**Material shown**
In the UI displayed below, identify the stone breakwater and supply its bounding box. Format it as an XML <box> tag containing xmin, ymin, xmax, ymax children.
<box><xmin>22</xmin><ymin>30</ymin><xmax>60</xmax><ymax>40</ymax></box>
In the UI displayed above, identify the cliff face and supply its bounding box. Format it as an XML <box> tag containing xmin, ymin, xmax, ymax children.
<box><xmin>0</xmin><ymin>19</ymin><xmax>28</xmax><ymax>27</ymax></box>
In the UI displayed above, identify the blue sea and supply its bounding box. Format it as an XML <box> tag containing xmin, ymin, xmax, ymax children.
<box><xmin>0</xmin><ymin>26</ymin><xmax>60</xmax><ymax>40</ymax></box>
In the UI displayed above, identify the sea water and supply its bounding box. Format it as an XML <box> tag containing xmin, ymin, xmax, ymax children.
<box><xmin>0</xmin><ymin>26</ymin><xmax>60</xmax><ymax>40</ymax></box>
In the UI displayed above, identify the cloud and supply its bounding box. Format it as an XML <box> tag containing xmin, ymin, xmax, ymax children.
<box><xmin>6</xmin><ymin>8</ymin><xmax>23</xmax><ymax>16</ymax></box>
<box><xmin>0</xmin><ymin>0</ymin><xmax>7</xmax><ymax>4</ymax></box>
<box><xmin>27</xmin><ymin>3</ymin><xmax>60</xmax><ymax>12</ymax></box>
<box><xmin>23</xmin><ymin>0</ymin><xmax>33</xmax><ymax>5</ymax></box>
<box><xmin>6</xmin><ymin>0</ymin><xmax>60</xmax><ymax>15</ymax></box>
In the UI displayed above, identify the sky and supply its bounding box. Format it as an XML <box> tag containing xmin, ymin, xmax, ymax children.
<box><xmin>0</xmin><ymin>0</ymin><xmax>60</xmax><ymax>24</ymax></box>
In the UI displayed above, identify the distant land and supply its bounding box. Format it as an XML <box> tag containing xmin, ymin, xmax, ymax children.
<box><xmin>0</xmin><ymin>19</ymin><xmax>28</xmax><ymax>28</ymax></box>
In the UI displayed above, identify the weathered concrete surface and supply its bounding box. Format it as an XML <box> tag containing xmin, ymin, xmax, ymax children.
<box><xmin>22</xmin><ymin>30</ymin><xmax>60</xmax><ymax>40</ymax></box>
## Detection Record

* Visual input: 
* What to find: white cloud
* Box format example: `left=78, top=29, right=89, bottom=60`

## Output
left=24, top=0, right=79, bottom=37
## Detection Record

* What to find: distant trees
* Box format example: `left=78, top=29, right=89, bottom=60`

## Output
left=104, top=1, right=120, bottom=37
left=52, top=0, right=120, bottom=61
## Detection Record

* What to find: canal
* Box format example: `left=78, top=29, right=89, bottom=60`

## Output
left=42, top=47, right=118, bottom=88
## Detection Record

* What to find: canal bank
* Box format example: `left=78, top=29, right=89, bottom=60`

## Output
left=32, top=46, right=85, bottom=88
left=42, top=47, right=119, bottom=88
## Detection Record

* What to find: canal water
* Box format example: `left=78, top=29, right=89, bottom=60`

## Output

**Written request**
Rewrite the entries above from the one containing "In the UI displayed above, identify the distant" through the end of the entries, replacing "Detection Record" with "Search Record" everywhere and leaving everything else the same.

**Full output**
In the UI displayed above, identify the distant land and supply its bounding box. Format it as an XML <box> tag containing xmin, ymin, xmax, ymax children.
<box><xmin>0</xmin><ymin>19</ymin><xmax>28</xmax><ymax>28</ymax></box>
In the UI displayed above, identify the weathered concrete surface and supply its bounding box. Format it as an XML <box> tag containing xmin, ymin, xmax, ymax children.
<box><xmin>22</xmin><ymin>30</ymin><xmax>60</xmax><ymax>40</ymax></box>
## Search Record

* Visual input: 
* What to find: white cloud
* Box format example: `left=78, top=29, right=89, bottom=60`

## Output
left=24, top=0, right=79, bottom=37
## Search Record

* What to find: distant trees
* Box format example: `left=78, top=29, right=89, bottom=60`

## Output
left=104, top=1, right=120, bottom=37
left=52, top=0, right=120, bottom=61
## Search Record

* What to find: canal
* Box format example: `left=78, top=29, right=89, bottom=60`

## Output
left=42, top=47, right=118, bottom=88
## Search Record

* What to find: canal bank
* Box format example: `left=78, top=29, right=89, bottom=60`

## Output
left=32, top=46, right=85, bottom=88
left=42, top=47, right=119, bottom=88
## Search Record

* What to find: canal water
* Box format example: `left=78, top=29, right=89, bottom=60`

## Output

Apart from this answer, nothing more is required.